Please arrange every line of the records below as a Markdown table with the columns "Row" and "Record line", numbering the rows and omitting blank lines.

****************************************

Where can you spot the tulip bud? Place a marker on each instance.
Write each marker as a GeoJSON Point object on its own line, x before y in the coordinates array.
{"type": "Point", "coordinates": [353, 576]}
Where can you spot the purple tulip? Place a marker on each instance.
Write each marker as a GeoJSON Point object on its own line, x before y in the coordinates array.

****************************************

* [Answer to this exercise]:
| Row | Record line |
|---|---|
| 1 | Where can you spot the tulip bud? Place a marker on each instance. |
| 2 | Write each marker as a GeoJSON Point object on its own line, x before y in the coordinates array. |
| 3 | {"type": "Point", "coordinates": [353, 576]} |
| 4 | Where can you spot the purple tulip? Place a marker on each instance. |
| 5 | Write each marker as a GeoJSON Point object on its own line, x before y in the coordinates array. |